WRITTEN TASK
Carry on the text about feudalism in England, starting after its last sentence.

-- Begin SOURCE DOCUMENT --

= Feudalism in England =

English feudalism

Feudalism as practised in the Kingdom of England during the medieval period was a system of political, military, and socio-economic organisation based on land tenure. Designed to consolidate power and direct the wealth of the land to the king while providing military service to his causes, feudal society was structured around hierarchical relationships involving land ownership and obligations. These landholdings were known as fiefs, fiefdoms, or fees.

==Origins==

The word feudalism was not a medieval term but was coined by sixteenth-century French and English lawyers to describe certain traditional obligations among members of the warrior aristocracy. It did not become widely used until 1748, when Montesquieu popularized it in De L'Esprit des Lois ("The Spirit of the Laws").

The term feudal derives from the ancient Gothic word faihu, meaning "property"—originally referring to "cattle"—which is cognate with the classical Latin word pecus, meaning "cattle," "money," or "wealth."

European feudalism had its roots in the Roman manorial system, in which workers, known as coloni, lived on large estates and received protection in exchange for labor. It also developed in the 8th century CE in the Kingdom of the Franks, where kings granted land as benefices—temporary land grants—to reward loyal nobles in exchange for service.

===Anglo-Saxon feudal structures===
Following the end of Roman rule in Britain, a form of feudalism emerged during the subsequent Anglo-Saxon period, though it was not as comprehensive or uniform as the system that developed in the later Norman era.

During the Heptarchy and the unified English kingdom after King Athelstan, Anglo-Saxon kings often granted land to their supporters and nobles in exchange for military service. These landholders were typically thegns, warriors who controlled land and served the king when called upon. Similarly, ealdormen governed counties or groups of counties and were appointed by the king, providing military support when required.

Surviving Anglo-Saxon writs document specific land grants made by monarchs to the nobility across England. Thegns frequently worked alongside ealdormen and shire reeves to enforce law, maintain order, and collect taxes within their territories. This system, indigenous to the Anglo-Saxons, bore similarities to European feudalism of the time. Armies raised for conflicts were drawn from such arrangements, including the force assembled for Æthelstan's invasion of Scotland in the 930s. Likewise, the English army at the Battle of Hastings in 1066 followed a similar structure. However, the Norman victory resulted in the widespread displacement of the native English nobility.

-- End SOURCE DOCUMENT --
-- Begin SUPPLIED DATA --

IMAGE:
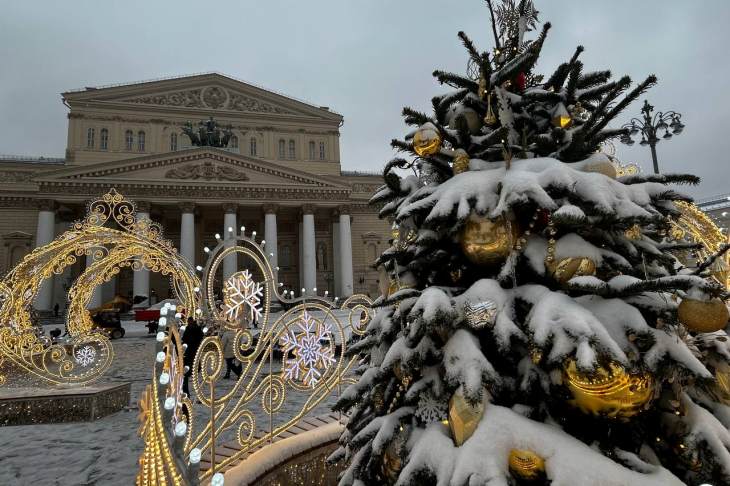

-- End SUPPLIED DATA --

ANSWER TO THE PROBLEM
A key distinction between Anglo-Saxon and Norman feudalism was that the former relied on traditional Germanic ties between the king and his nobles, rather than the structured, hierarchical model influenced by the Franks and employed by the Normans.

By 1066, England consisted of a patchwork of lands owned by thegns and ealdormen. However, following the Norman Conquest, the Anglo-Saxon nobility steadily lost their lands. The Domesday Book frequently recorded the original English landowners before the Conquest, including native lords and King Edward the Confessor himself.

==Classic English feudalism==
Feudalism took root in England following William of Normandy's conquest in 1066. Over a century earlier, before the full unification of England, the seven smaller kingdoms that made up the Heptarchy had maintained an unstable relationship of raids, ransoms, and truces with Viking groups from Denmark and Normandy between the seventh and tenth centuries. This instability weakened the region, but England had largely unified under the House of Wessex by the early 10th century. The successful Norman Conquest in 1066 led to the introduction of a more structured feudal system, with William I granting land to his vassals—loyal knights and nobles who had fought alongside him—to help maintain control over the newly conquered kingdom.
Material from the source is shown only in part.